=== TO DO ===
Below are the records; print them all without any alteration.
****
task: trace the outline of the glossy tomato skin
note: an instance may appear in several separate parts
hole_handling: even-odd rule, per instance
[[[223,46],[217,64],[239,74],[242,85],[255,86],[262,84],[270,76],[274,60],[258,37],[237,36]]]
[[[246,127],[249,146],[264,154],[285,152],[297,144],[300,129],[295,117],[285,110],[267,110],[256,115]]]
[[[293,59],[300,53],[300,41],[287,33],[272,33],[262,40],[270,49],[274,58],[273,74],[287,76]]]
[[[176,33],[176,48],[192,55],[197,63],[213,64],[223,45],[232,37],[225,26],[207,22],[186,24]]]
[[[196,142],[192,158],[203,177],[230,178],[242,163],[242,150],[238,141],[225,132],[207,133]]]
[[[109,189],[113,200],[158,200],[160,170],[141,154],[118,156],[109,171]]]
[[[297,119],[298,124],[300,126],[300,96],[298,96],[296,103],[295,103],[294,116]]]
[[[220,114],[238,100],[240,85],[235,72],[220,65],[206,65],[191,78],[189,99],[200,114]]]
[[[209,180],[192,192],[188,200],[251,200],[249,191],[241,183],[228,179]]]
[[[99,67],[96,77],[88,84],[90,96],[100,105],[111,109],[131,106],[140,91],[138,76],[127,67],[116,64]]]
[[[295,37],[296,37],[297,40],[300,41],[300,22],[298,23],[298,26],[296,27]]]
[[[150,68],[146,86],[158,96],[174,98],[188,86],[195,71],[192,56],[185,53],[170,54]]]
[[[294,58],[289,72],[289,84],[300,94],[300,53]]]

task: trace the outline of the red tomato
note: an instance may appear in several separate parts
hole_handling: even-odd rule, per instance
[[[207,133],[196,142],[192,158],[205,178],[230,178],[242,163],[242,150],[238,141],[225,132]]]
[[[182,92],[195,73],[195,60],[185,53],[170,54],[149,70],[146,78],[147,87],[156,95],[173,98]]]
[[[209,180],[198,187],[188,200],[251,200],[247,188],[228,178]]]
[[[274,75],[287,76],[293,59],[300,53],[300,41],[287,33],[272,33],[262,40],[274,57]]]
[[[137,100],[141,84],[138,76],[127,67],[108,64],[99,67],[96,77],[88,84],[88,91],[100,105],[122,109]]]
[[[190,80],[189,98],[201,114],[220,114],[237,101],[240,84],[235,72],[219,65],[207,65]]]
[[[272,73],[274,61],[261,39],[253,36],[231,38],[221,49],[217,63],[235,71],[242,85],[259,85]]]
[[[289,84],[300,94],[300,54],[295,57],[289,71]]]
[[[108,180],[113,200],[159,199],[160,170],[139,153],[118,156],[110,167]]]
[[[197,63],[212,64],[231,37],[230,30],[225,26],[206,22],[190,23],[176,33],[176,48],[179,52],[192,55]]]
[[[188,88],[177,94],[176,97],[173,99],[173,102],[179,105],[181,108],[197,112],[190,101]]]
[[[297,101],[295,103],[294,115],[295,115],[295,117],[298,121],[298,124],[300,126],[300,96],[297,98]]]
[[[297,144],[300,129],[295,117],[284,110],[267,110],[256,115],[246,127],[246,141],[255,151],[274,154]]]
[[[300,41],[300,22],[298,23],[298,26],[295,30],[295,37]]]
****
=== ANSWER BOX ===
task: trace the outline of the glossy tomato skin
note: an instance may appear in several separate parts
hole_handling: even-odd rule, per instance
[[[223,46],[217,64],[239,74],[242,85],[255,86],[262,84],[270,76],[274,60],[258,37],[237,36]]]
[[[246,127],[249,146],[264,154],[285,152],[297,144],[300,129],[295,117],[285,110],[267,110],[256,115]]]
[[[293,59],[300,53],[300,41],[287,33],[272,33],[262,40],[270,49],[274,58],[273,74],[287,76]]]
[[[176,33],[176,48],[192,55],[197,63],[213,64],[223,45],[232,37],[225,26],[207,22],[186,24]]]
[[[196,142],[192,158],[203,177],[230,178],[242,163],[242,150],[238,141],[225,132],[207,133]]]
[[[109,189],[113,200],[158,200],[160,170],[141,154],[118,156],[109,171]]]
[[[297,119],[298,124],[300,126],[300,96],[298,96],[296,103],[295,103],[294,116]]]
[[[220,114],[238,100],[240,85],[235,72],[220,65],[206,65],[191,78],[189,99],[200,114]]]
[[[209,180],[192,192],[188,200],[251,200],[249,191],[241,183],[228,179]]]
[[[99,67],[96,77],[88,84],[90,96],[100,105],[111,109],[131,106],[140,91],[138,76],[127,67],[116,64]]]
[[[295,37],[296,37],[297,40],[300,41],[300,22],[298,23],[298,26],[296,27]]]
[[[150,68],[146,86],[158,96],[174,98],[188,86],[195,71],[192,56],[185,53],[170,54]]]
[[[294,58],[289,72],[289,84],[300,94],[300,53]]]

task: trace the outline of the red tomato
note: an instance may appear in several separate parts
hole_handling: even-odd rule, per instance
[[[207,133],[196,142],[192,158],[205,178],[230,178],[242,163],[242,150],[238,141],[225,132]]]
[[[182,92],[195,73],[195,60],[185,53],[170,54],[149,70],[146,78],[147,87],[156,95],[173,98]]]
[[[209,180],[198,187],[188,200],[251,200],[247,188],[228,178]]]
[[[274,75],[287,76],[293,59],[300,53],[300,41],[287,33],[272,33],[262,40],[274,57]]]
[[[137,100],[141,84],[138,76],[127,67],[108,64],[99,67],[96,77],[88,84],[88,91],[100,105],[122,109]]]
[[[190,80],[189,98],[201,114],[220,114],[237,101],[240,84],[235,72],[219,65],[207,65]]]
[[[272,73],[274,61],[261,39],[253,36],[231,38],[221,49],[217,63],[235,71],[242,85],[259,85]]]
[[[289,84],[300,94],[300,54],[295,57],[289,71]]]
[[[108,180],[113,200],[159,199],[160,170],[139,153],[118,156],[110,167]]]
[[[197,63],[212,64],[231,37],[230,30],[225,26],[206,22],[190,23],[176,33],[176,48],[179,52],[192,55]]]
[[[188,88],[177,94],[176,97],[173,99],[173,102],[179,105],[181,108],[197,112],[190,101]]]
[[[297,101],[295,103],[294,115],[295,115],[295,117],[298,121],[298,124],[300,126],[300,96],[297,98]]]
[[[297,144],[300,129],[295,117],[284,110],[267,110],[256,115],[246,127],[246,141],[255,151],[274,154]]]
[[[300,41],[300,22],[298,23],[298,26],[295,30],[295,37]]]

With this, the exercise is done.